Extracted entries
# # #
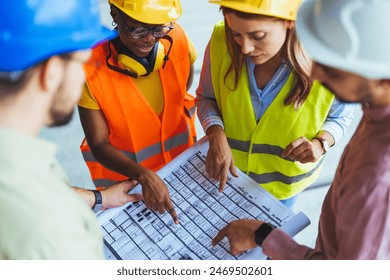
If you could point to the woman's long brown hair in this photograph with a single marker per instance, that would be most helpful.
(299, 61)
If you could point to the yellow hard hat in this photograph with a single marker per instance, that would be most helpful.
# # #
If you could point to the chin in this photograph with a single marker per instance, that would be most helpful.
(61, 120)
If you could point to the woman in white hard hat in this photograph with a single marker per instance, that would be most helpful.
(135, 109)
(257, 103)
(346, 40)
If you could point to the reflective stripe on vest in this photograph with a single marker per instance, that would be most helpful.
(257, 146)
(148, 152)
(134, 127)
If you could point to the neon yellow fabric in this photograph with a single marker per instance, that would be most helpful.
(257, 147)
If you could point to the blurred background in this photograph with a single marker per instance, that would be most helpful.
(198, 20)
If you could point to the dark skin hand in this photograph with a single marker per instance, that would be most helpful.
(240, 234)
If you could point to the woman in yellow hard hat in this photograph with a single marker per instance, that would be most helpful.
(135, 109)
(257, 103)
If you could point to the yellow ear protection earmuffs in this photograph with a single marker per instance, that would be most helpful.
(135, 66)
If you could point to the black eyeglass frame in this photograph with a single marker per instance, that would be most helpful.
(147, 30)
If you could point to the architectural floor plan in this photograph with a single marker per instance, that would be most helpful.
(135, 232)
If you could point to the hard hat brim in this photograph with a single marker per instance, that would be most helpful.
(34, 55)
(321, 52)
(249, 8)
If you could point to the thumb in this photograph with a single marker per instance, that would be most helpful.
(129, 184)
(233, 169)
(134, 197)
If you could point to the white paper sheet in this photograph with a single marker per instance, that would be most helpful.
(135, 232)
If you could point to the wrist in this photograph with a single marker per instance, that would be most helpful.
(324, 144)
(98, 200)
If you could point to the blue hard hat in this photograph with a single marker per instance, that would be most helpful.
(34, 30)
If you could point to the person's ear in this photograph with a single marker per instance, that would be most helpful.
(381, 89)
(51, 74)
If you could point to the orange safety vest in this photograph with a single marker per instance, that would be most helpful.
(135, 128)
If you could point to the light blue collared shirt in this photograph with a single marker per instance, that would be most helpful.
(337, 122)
# # #
Exercise instructions
Pick out every row above that contains the word "blue", treating case as significant, and copy each such row in full.

Finished exercise
If you could point to the blue hard hat in this photograph with a single marker per instance, that would be most helpful.
If you could point to the light blue collared shirt in this photograph with a single marker per instance, that would be most helpful.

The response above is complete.